◆ YOUR OBJECTIVE
The listing should be returned in its entirety, exactly as given.

◆ MATERIAL PROVIDED
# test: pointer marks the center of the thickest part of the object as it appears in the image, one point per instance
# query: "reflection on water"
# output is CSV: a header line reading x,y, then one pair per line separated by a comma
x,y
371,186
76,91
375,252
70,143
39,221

◆ ANSWER
# test: pointer marks the center of the thickest part of the object as it appears in the image, one point per instance
# query: "reflection on water"
# output is CSV: a header line reading x,y, then one pair per line separated by a comma
x,y
371,186
76,91
375,252
70,143
39,221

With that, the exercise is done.